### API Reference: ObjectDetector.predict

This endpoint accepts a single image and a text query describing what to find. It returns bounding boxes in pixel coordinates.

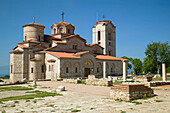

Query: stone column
[103,61,106,78]
[162,63,166,81]
[123,60,127,81]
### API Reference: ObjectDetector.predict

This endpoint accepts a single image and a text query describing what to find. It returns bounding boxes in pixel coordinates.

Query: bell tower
[92,20,116,57]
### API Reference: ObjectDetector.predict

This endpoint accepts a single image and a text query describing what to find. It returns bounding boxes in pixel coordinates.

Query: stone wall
[110,84,154,100]
[135,76,153,82]
[86,78,113,86]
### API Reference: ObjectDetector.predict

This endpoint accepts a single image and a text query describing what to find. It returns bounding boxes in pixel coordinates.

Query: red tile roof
[53,40,67,44]
[47,51,79,59]
[96,55,128,61]
[22,23,45,28]
[9,50,23,53]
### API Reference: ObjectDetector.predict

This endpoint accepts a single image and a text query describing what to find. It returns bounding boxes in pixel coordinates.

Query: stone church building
[9,20,127,82]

★ ★ ★ ★

> Written problem: Reproduce the entries word for word, from the first line through the line containing "[123,60,127,81]", including both ends. Leave out the pictures.

> Expected answer:
### API Reference: ObjectDetector.predict

This endpoint accepts a single image and a text query describing what to find. It returns bounding boxes in pixel coordinates.


Query: stone column
[103,61,106,78]
[162,63,166,81]
[123,60,127,81]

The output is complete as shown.